--- start ---
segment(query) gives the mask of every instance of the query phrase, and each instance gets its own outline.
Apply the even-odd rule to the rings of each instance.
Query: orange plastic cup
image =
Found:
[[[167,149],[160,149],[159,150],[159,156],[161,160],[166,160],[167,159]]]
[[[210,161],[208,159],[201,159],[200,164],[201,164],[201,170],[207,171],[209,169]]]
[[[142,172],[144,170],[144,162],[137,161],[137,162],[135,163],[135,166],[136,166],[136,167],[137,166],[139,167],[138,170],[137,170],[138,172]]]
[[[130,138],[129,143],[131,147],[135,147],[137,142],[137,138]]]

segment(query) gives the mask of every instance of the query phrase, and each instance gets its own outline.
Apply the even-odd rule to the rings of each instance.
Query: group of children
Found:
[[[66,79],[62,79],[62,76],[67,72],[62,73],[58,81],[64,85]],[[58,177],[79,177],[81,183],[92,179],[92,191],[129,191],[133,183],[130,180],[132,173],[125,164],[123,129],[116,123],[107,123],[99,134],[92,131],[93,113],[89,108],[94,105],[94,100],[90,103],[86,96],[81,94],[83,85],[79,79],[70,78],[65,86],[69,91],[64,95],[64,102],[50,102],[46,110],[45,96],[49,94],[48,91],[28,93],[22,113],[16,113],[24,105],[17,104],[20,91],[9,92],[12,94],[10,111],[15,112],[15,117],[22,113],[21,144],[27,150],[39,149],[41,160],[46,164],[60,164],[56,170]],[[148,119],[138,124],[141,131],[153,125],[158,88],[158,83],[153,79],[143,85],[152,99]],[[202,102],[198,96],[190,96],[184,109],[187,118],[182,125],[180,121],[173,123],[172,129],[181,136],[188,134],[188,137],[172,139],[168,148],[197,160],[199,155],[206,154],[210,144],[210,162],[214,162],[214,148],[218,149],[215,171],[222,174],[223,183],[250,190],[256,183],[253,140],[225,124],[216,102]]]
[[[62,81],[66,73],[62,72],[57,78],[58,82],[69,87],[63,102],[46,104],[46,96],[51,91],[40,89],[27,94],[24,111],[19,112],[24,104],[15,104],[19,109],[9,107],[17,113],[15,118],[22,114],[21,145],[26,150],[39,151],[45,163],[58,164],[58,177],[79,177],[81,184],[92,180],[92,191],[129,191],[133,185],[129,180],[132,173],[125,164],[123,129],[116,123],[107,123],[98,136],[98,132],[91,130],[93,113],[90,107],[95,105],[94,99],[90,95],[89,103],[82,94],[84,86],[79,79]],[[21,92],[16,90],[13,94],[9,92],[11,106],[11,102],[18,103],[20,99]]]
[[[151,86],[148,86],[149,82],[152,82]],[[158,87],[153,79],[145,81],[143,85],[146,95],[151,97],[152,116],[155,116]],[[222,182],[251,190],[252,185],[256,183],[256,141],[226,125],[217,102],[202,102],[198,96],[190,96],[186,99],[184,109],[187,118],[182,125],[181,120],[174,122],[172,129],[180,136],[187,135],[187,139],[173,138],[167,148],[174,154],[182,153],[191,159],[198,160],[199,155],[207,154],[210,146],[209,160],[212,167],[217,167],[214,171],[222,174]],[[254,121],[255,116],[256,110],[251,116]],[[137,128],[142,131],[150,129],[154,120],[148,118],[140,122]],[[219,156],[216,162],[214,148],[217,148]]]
--- end ---
_Written task_
Output all of the records above again, line for line and unchanged.

_Written answer_
segment(query) gives the mask of every instance of the query phrase, and each instance gets its own outline.
Apply the even-odd rule to the rings of each instance.
Query: orange plastic cup
image =
Found:
[[[167,149],[160,149],[159,150],[159,156],[161,160],[166,160],[167,159]]]
[[[210,161],[208,159],[201,159],[200,164],[201,164],[201,170],[207,171],[209,169]]]
[[[142,172],[144,170],[144,162],[137,161],[137,162],[135,163],[135,166],[136,166],[136,167],[137,166],[139,167],[138,170],[137,170],[138,172]]]
[[[130,138],[129,143],[131,147],[135,147],[137,142],[137,138]]]

segment(query) gives the mask of every instance of the query phrase, and each instance gets its own outline.
Apply the even-odd rule to the rings of each instance.
Query: group of children
Found:
[[[66,79],[62,79],[62,76],[67,72],[62,73],[58,81],[64,85]],[[58,177],[79,177],[81,183],[92,179],[92,191],[129,191],[133,183],[130,180],[132,173],[125,164],[123,129],[116,123],[107,123],[99,134],[92,131],[93,113],[89,108],[94,105],[94,100],[90,103],[86,96],[81,94],[83,85],[79,79],[70,78],[65,86],[69,91],[64,95],[64,102],[50,102],[46,110],[45,96],[49,94],[48,91],[28,93],[22,113],[16,113],[24,105],[17,104],[20,91],[9,92],[12,94],[10,111],[15,112],[15,117],[22,113],[21,144],[27,150],[39,149],[41,160],[46,164],[60,164],[56,170]],[[148,119],[138,124],[141,131],[153,125],[158,88],[158,83],[153,79],[143,85],[152,99]],[[202,102],[198,96],[190,96],[184,109],[187,118],[182,125],[180,121],[173,123],[172,129],[181,136],[188,134],[188,137],[172,139],[168,148],[197,160],[199,155],[206,154],[210,144],[210,162],[214,162],[214,148],[218,149],[215,171],[222,174],[223,183],[250,190],[256,183],[253,140],[225,124],[216,102]]]
[[[62,81],[66,73],[62,72],[57,78],[58,82],[69,87],[63,102],[46,104],[46,96],[51,91],[40,89],[27,94],[24,111],[19,112],[24,104],[15,104],[19,109],[9,107],[17,113],[15,118],[22,114],[21,145],[26,150],[39,151],[45,163],[58,164],[58,177],[79,177],[81,184],[92,180],[92,191],[129,191],[133,185],[129,180],[132,173],[125,164],[123,129],[116,123],[107,123],[98,136],[98,132],[91,130],[93,113],[90,107],[95,105],[94,99],[90,95],[89,103],[82,94],[84,86],[79,79]],[[21,92],[16,90],[13,94],[9,92],[11,106],[11,102],[18,103],[20,99]]]
[[[151,86],[148,86],[149,82],[152,82]],[[158,87],[153,79],[145,81],[143,85],[146,95],[151,97],[152,116],[155,116]],[[222,182],[251,190],[252,185],[256,183],[256,141],[226,125],[217,102],[202,102],[198,96],[190,96],[186,99],[184,109],[187,118],[182,125],[181,120],[174,122],[172,129],[180,136],[187,135],[187,139],[173,138],[167,148],[174,154],[182,153],[191,159],[198,160],[199,155],[207,154],[210,146],[209,160],[212,167],[217,167],[214,171],[222,174]],[[254,121],[255,116],[256,110],[251,116]],[[137,128],[142,131],[150,129],[154,120],[148,118],[140,122]],[[219,156],[216,162],[214,148],[217,148]]]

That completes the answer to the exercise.